- Opening Delimiter -
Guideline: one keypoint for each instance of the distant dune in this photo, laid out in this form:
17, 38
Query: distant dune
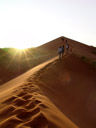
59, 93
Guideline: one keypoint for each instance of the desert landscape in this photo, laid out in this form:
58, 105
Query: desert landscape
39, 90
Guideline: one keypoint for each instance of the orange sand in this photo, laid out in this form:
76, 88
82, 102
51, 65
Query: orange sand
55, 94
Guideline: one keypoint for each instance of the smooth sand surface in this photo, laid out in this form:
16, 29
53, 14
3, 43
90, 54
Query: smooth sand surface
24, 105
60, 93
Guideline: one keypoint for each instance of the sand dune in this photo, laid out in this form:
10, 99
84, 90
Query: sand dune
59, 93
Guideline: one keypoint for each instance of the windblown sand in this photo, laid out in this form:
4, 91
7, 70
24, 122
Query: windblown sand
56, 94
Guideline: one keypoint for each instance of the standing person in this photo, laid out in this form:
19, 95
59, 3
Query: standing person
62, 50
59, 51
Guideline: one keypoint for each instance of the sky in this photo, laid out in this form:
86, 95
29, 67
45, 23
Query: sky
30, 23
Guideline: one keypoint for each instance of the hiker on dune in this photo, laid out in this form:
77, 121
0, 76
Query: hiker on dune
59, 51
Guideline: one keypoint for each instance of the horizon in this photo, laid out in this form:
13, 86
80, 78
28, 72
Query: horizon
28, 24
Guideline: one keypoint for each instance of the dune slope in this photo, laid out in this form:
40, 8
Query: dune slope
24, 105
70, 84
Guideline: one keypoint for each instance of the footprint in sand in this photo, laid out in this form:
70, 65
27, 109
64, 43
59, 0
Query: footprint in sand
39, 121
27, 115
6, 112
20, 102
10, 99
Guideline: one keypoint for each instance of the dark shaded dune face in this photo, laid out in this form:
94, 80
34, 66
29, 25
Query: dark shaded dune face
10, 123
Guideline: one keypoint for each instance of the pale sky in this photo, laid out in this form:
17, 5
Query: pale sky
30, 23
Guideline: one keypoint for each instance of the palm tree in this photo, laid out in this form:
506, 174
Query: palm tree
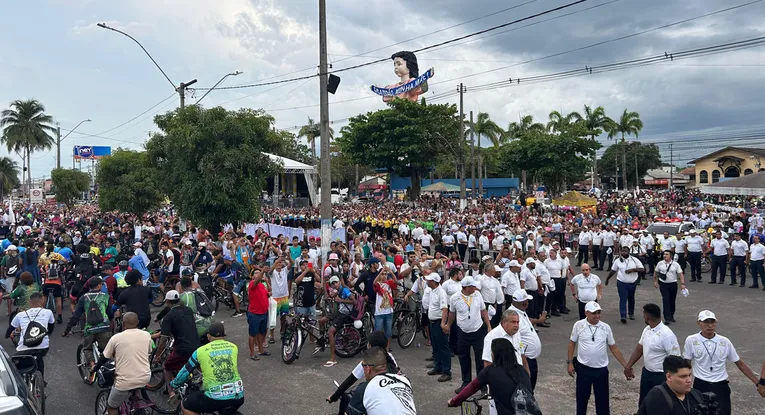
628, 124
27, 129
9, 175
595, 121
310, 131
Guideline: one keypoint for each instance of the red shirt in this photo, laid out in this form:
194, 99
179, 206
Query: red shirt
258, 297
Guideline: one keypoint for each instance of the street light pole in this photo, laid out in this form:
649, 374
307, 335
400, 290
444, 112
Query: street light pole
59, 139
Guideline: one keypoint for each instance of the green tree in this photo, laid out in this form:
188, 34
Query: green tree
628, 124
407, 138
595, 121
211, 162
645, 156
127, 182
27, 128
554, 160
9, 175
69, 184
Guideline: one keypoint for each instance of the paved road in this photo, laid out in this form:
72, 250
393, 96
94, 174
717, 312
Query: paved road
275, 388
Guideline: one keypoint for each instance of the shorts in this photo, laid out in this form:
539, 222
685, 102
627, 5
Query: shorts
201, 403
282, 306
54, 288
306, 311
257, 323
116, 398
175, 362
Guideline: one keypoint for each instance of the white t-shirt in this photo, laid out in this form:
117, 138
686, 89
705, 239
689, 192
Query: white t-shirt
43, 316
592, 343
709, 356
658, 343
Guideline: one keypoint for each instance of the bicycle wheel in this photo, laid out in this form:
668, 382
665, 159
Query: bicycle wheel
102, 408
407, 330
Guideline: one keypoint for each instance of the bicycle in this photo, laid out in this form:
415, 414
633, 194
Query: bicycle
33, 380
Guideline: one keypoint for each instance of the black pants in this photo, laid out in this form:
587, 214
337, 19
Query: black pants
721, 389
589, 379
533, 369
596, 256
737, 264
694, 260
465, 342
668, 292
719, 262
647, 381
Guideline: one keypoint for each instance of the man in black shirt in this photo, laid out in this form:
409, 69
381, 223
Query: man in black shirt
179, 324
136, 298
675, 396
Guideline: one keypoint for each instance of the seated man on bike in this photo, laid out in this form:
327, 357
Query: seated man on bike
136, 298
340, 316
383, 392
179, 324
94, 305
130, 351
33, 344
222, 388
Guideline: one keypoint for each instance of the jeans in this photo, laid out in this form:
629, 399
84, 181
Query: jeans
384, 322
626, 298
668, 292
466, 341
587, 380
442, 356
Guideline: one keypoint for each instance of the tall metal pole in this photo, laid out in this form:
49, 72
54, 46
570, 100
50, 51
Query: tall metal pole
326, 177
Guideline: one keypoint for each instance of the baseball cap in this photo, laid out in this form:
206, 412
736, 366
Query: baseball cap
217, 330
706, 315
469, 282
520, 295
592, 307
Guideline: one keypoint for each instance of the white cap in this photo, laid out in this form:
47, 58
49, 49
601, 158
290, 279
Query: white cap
- Closing Delimiter -
→ What you should do
When you copy the records above, keep every word exact and leave out the pictures they contain.

→ Response to the exercise
Guideline: one keypoint for each instance of the distant dune in this photo, laid out in this form:
17, 38
Query: distant dune
59, 93
Guideline: one keypoint for each instance of the desert landscape in this photo, laid out in this form:
58, 105
Query: desert landscape
39, 90
Guideline: one keypoint for each instance of the orange sand in this photo, laid out in this form:
76, 88
82, 102
51, 65
Query: orange sand
55, 94
Guideline: one keypoint for each instance of the smooth sand surface in this photo, laid out in this form:
16, 29
53, 14
3, 43
90, 54
Query: smooth sand surface
24, 105
60, 93
Guideline: one keypoint for each instance of the sand dune in this photo, laid out in this form:
10, 99
84, 90
Query: sand dune
59, 93
Guideline: one keypoint for each instance of the windblown sand in this photo, laid out in this form:
4, 91
7, 70
24, 122
Query: windblown sand
56, 94
Guideline: one keypoint for each instance of the standing person in this photo, laid out in this form:
19, 95
59, 3
Query: standing person
62, 50
59, 51
Guideline: one keypoint for each instance of the sky in this photo, laid out in this form:
86, 95
29, 67
45, 23
Query: sky
30, 23
Guideline: one keypoint for each instance of the hiker on dune in this photo, laid out in this form:
77, 121
0, 76
Query: hiker on dune
59, 51
Guideline: one keypoint for each instance of the horizon in this photo, laid out in this form:
13, 86
80, 78
28, 72
Query: horizon
28, 24
Guideline: one keypoint for each instance of the dune slope in this photo, laid out in this form:
40, 8
Query: dune slope
24, 105
70, 84
Guideline: one keypoint for each instance of the footprint in sand in this photo, laid out in this form:
70, 65
27, 109
64, 43
59, 0
Query: footprint in sand
39, 121
27, 115
6, 112
20, 102
10, 99
Guideline: one keypoint for each instance of the dark shaded dune face in this photo, laid out in this form:
94, 80
34, 66
29, 25
Query: dark shaded dune face
10, 123
Guideline: one keypoint for each instance of the pale sky in this photo, laid out in this form:
17, 5
Query: pale sky
30, 23
Guideline: one keypoint for each instance of the palm tree in this photo, laid out in this form:
506, 174
Query: palm tree
628, 124
27, 129
9, 175
595, 121
310, 131
Guideline: one keypoint for each instance of the red shirt in this photo, laid out in this form:
194, 99
179, 206
Query: red shirt
258, 297
Guideline: one keypoint for each instance of the street light pole in this photo, laid out in this form:
649, 374
307, 335
400, 290
444, 112
Query: street light pole
59, 139
Guideline: one keypoint for each instance of the green tree in this photo, laid out in this form:
188, 34
Query: green tree
628, 124
407, 138
595, 121
211, 162
645, 156
127, 182
27, 128
554, 160
9, 175
69, 184
Guideline: one keypoint for each instance of the paved road in this photo, laid out in this form:
72, 250
393, 96
94, 174
717, 312
Query: paved road
275, 388
Guideline: one keypoint for each instance of the shorts in this photo, laid out in this form:
539, 222
685, 102
627, 5
Query: shorts
201, 403
282, 306
54, 288
306, 311
257, 323
116, 398
175, 362
Guideline: one keypoint for each instance of the white t-shirt in this photo, laid out in this form:
117, 138
686, 89
705, 239
689, 192
Query: white t-shirt
43, 316
592, 343
709, 356
658, 343
Guideline: one keypoint for each instance of the bicycle wheel in this photo, laid out in this form:
668, 382
665, 159
Query: bicycle wheel
102, 408
407, 330
Guideline: one keypoint for each instance of the bicycle in this photo, laid out in this form:
415, 414
633, 194
Query: bicycle
33, 380
Guideline: one keypoint for each instance of the black pants in this photo, laid out in this form:
587, 214
337, 19
Query: black pants
721, 389
589, 379
533, 369
596, 256
737, 264
694, 260
465, 342
668, 292
719, 262
647, 381
Guideline: one keypoint for each instance of the man in black shirt in this photo, laid out in this form:
409, 69
381, 223
Query: man in black shirt
179, 324
136, 298
675, 396
Guideline: one keypoint for each instance of the seated man on bike in this photo, laid out in this form:
327, 357
Query: seated man on bike
136, 298
340, 316
383, 392
179, 324
94, 305
130, 351
33, 344
222, 388
Guideline: one keypoint for each instance of the jeans in this photo, laid out in this form:
629, 399
84, 181
Query: jeans
384, 322
626, 298
668, 292
466, 341
587, 380
442, 356
Guideline: one keypoint for each instance of the tall metal pole in this photo, laid out in this form:
49, 72
54, 46
570, 100
50, 51
Query: tall metal pole
326, 177
Guideline: one keypoint for each instance of the baseball cap in this photo, laid out in this form:
206, 412
736, 366
Query: baseball cap
217, 330
706, 315
469, 282
520, 295
592, 307
Guideline: one keypoint for each instance of the white cap in this photo, laid out in this form:
47, 58
49, 49
601, 158
290, 279
Query: white cap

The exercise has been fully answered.